- TASK REQUIREMENTS
In this exercise, every entry below is to be reproduced word for word.

- Data records

-- -- --

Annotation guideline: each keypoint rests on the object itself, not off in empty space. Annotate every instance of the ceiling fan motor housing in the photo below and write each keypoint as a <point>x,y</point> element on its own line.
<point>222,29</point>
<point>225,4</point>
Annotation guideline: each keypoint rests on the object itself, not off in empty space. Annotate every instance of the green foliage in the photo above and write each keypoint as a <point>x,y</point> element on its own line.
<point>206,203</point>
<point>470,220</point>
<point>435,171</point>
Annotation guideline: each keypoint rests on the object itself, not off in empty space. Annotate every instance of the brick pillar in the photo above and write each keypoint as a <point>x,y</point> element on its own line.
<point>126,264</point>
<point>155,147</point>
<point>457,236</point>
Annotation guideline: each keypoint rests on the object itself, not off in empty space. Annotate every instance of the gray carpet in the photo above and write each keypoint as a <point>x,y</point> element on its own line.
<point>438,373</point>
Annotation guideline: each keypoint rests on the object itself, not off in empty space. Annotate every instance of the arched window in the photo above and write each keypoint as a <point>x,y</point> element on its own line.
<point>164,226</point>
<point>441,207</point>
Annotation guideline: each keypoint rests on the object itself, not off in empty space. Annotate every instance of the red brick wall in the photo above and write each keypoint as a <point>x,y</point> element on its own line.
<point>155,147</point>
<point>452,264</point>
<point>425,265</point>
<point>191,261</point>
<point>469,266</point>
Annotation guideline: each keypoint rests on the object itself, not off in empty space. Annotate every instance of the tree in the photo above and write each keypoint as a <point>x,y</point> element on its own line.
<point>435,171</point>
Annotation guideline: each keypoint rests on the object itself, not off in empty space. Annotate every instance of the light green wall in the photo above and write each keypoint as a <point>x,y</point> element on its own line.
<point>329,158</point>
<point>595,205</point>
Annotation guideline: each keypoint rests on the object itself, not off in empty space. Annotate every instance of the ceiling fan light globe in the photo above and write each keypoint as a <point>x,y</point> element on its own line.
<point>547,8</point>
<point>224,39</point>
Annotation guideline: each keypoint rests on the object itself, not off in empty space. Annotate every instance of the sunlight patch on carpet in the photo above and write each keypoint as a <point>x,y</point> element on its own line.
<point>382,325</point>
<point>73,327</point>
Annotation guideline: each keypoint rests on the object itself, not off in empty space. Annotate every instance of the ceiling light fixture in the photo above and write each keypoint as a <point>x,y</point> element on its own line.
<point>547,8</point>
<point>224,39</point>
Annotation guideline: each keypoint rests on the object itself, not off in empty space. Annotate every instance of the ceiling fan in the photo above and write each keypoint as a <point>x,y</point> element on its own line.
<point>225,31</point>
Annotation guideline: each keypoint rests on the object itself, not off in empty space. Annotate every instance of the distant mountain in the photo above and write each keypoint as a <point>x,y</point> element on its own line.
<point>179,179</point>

-- -- --

- OUTPUT FOR THIS EXERCISE
Annotation guideline: each keypoint rests on the object itself, not off in empty space. Annotate every instance of the ceiling fan motor housing in the photo below and write each keypoint as a <point>x,y</point> element on its own line.
<point>222,29</point>
<point>225,4</point>
Annotation guideline: each keypoint rests on the object itself, not off in empty space. Annotate every instance of the green foliage in the photo above and write each keypoint as a <point>x,y</point> element on its own line.
<point>206,203</point>
<point>470,220</point>
<point>435,171</point>
Annotation guideline: each keypoint rests on the object itself, not off in empty space. Annotate every instance of the brick pillar in the photo above and write each keypoint as a <point>x,y</point> element on its own line.
<point>126,264</point>
<point>155,147</point>
<point>457,236</point>
Annotation guideline: each keypoint rests on the object itself, not off in empty space. Annotate every instance of the gray carpet in the photo above and write each keypoint as a <point>x,y</point> element on its own line.
<point>438,373</point>
Annotation guideline: each keypoint rests on the object itself, not off in empty space. Annotate every instance of the arched window in the photo above and write each keypoint as a <point>x,y</point> element on its own line.
<point>164,226</point>
<point>441,207</point>
Annotation guideline: each keypoint rests on the object itself, not off in empty space. Annotate every instance of the red brick wall in the photo above and write each keypoint as a <point>x,y</point> element on its own line.
<point>155,147</point>
<point>452,264</point>
<point>425,265</point>
<point>191,261</point>
<point>469,266</point>
Annotation guideline: each keypoint rests on the object itself, not off in empty space. Annotate every instance of the tree in the photo above and write each keypoint as a <point>x,y</point> element on its own line.
<point>435,171</point>
Annotation guideline: each keypoint rests on the object itself, not off in empty space. Annotate every instance of the light green wall in the photo above and write each keypoint as a <point>x,y</point> element on its own line.
<point>329,158</point>
<point>595,205</point>
Annotation guideline: each keypoint rests on the object itself, not off in empty space. Annotate every instance of the ceiling fan light globe in the photo above and write each keypoint as a <point>x,y</point> element on its own line.
<point>547,8</point>
<point>224,39</point>
Annotation guideline: each keypoint rests on the object itself, not off in empty space. Annotate every instance of the sunlight patch on carpet in the photo above and write each keypoint as a <point>x,y</point> element on its own line.
<point>382,325</point>
<point>73,327</point>
Annotation guideline: each keypoint rests on the object itself, not off in empty space. Annotate every instance of the ceiling light fixture in the photo above and write each keypoint as a <point>x,y</point> element on its own line.
<point>547,8</point>
<point>224,39</point>
Annotation guideline: each keypoint rests on the object itself, not off in empty space. Annotate every instance of the ceiling fan in the photo above and write each keypoint as a <point>x,y</point> element on its own line.
<point>225,31</point>
Annotation guideline: each keypoint rests on the object itself, not off in empty space. Annotate every instance of the distant mountain in the photo above and write each keypoint as a <point>x,y</point> element on its own line.
<point>179,179</point>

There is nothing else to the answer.